Present the lines below again, exactly as they stand.

Dataset entries
----------------------------------------

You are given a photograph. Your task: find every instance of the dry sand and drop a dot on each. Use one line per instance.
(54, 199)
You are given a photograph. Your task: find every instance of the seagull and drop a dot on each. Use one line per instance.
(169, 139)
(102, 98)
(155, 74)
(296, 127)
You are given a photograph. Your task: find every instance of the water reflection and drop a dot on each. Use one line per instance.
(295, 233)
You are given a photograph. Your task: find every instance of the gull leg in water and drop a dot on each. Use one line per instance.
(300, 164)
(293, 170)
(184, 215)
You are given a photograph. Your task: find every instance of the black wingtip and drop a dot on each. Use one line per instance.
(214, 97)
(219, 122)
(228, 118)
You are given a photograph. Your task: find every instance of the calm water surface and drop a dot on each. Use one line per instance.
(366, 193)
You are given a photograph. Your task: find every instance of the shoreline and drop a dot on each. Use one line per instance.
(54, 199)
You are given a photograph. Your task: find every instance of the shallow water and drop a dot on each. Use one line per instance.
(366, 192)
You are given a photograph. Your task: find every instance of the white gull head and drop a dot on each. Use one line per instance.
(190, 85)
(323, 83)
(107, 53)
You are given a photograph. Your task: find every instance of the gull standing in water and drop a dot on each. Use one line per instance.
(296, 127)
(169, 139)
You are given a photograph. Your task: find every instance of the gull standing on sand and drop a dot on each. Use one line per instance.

----------------------------------------

- **Answer below**:
You are given a photograph. Your task: find every instance of the dry sand and drop a dot on each. Use one line per instance.
(54, 199)
You are given a photograph. Your task: find every instance of the seagull and drop a dot on each. Use one line per instance.
(169, 139)
(102, 98)
(155, 74)
(296, 127)
You are given a photograph. Your task: find every instance of the water reflection and drop a dot on each. Use one line per instance.
(295, 233)
You are given a photograph. Your task: find every instance of the gull leg in water and drop a dot on each. Use one line per instance.
(300, 164)
(293, 170)
(184, 215)
You are given a photograph. Your task: find every instance of the black wingtip and drop a dot on each. Use one line per instance.
(214, 97)
(219, 122)
(228, 118)
You are given a photograph. Your task: find every instance of the calm water surface and drop a dot on each. Use one line per instance.
(366, 193)
You are given a photograph. Your task: find every instance of the shoreline and drop a dot on each. Use one line per instance.
(54, 199)
You are given a photograph. Your task: find every instance of the shallow water and drop a dot on each. Use one line per instance.
(366, 192)
You are given a photograph. Your task: find every instance of the white gull head and drop a dot on each. Use one line per instance.
(190, 85)
(323, 83)
(107, 53)
You are given a photograph. Your task: find every instance of the gull standing in water and drop a dot on each. Use one line per instance.
(296, 127)
(169, 139)
You are given a photograph. Your task: find every instance of the gull standing on sand and drop a dot on each. Use one line per instance.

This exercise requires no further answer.